(Request 1):
Retype the passage of the forum thread about identifying a desert tortoise from "Cute little tortoise!" up to and including "globe mallow, etc.".
========================================
# Is this a desert tortoise?



## Lurker (Aug 27, 2015)

Wondering if this is a desert tortoise. Thank you for your time.


----------



## ZEROPILOT (Aug 28, 2015)

I'm sorry. I can't say.
But it looks like he could use a little warm water soak.


----------



## dmmj (Aug 28, 2015)

even thoughthe shell is weird color wise it does look like it's in the gopher family


----------



## Merrick (Aug 28, 2015)

Where did you find him


----------



## Yvonne G (Aug 28, 2015)

Yes, it is. It also looks like he's had a bit of damage to his shell. All of his scutes should be the color of those on the very top. It almost looks like he's been sitting in water for a very long time. Either that or something caustic.


----------



## Keith D. (Aug 28, 2015)

Yvonne G said:


> Yes, it is. It also looks like he's had a bit of damage to his shell. All of his scutes should be the color of those on the very top. It almost looks like he's been sitting in water for a very long time. Either that or something caustic.


Def a DT, and needs a good soaking. I have seen discoloration like that before on a DT that was caught in a fast moving grass fire. It just had enough time to singe his shell before it passed by him.


----------



## Lurker (Aug 28, 2015)

Thanks everyone, I appreciate the advice. I got it from a friend, we're both in Arizona. I don't believe there was any history with fast moving grass fire with this tortoise. I gave it a warm water soak and it let out some sand like substance which could be uric acid. I am not sure its age but it is active and moving around. 

So would it be safe if I followed a sulcata habitat advice I found on the forum (50/50 playsand and ecoearth, keeping humidity at around 60-70% with a humidifier or spray bottle, a ceramic heat emitter keeping the heat around 80-90 degrees in wide plastic storage box with a hide) ?


----------



## TortieLuver (Aug 28, 2015)

Here is some information on care/husbandry

https://www.desertmuseum.org/programs/tap_tortcare.php


----------



## Keith D. (Aug 29, 2015)

Don't use sand at all 100% coco coir is fine. What part of AZ are u from?


----------



## Ciri (Aug 29, 2015)

Cute little tortoise!

The Desert Museum link above is a great resource for desert tortoise care. You might also like to get seeds for native plants and wildflowers which desert tortoises eat. The link below is to a source which has a desert tortoise seed mix, along with the usual packets of globe mallow, etc.

http://shop.nativeseeds.org/pages/seeds

This is a brochure listing lots of really healthy native foods for desert tortoises:
http://www.azgfd.gov/w_c/tortoise/documents/NativePlantsforDesertTortoises_2008.pdf

Hope all goes well with the little one. Keep us posted.


----------
========================================
(Request 2):
Show every line of the records that contains the string "white".

Raw records
========================================
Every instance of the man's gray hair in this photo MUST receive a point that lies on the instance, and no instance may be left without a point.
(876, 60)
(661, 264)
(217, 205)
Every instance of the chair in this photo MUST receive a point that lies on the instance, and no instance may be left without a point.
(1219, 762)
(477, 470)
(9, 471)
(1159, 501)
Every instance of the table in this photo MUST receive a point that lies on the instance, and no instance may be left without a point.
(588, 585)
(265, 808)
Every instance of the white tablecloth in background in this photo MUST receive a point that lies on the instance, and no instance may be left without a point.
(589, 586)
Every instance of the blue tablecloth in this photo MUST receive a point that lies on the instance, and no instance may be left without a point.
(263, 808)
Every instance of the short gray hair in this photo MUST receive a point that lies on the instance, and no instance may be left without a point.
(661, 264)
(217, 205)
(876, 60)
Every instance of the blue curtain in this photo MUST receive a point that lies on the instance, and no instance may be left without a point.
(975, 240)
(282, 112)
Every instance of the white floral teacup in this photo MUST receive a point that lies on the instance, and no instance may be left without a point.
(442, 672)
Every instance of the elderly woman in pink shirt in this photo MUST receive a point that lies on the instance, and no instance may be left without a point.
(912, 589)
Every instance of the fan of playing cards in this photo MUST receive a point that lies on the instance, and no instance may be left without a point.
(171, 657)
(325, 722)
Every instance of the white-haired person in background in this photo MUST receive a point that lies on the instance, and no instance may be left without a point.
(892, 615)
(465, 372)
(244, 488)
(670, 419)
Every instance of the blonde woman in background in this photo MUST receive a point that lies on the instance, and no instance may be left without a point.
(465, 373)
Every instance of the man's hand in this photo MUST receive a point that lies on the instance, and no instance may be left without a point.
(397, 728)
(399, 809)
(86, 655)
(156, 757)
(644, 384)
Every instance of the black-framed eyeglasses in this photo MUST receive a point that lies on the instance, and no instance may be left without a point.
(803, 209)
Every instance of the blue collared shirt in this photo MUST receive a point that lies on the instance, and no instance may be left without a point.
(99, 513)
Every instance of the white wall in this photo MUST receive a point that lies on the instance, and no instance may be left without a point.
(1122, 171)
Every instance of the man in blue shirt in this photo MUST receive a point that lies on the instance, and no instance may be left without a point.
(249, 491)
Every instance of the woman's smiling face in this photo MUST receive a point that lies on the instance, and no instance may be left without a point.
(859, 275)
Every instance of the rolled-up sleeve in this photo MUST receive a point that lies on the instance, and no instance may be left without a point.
========================================
(Exercise output 1):
Cute little tortoise!

The Desert Museum link above is a great resource for desert tortoise care. You might also like to get seeds for native plants and wildflowers which desert tortoises eat. The link below is to a source which has a desert tortoise seed mix, along with the usual packets of globe mallow, etc.

(Exercise output 2):
Every instance of the white tablecloth in background in this photo MUST receive a point that lies on the instance, and no instance may be left without a point.
Every instance of the white floral teacup in this photo MUST receive a point that lies on the instance, and no instance may be left without a point.
Every instance of the white-haired person in background in this photo MUST receive a point that lies on the instance, and no instance may be left without a point.
Every instance of the white wall in this photo MUST receive a point that lies on the instance, and no instance may be left without a point.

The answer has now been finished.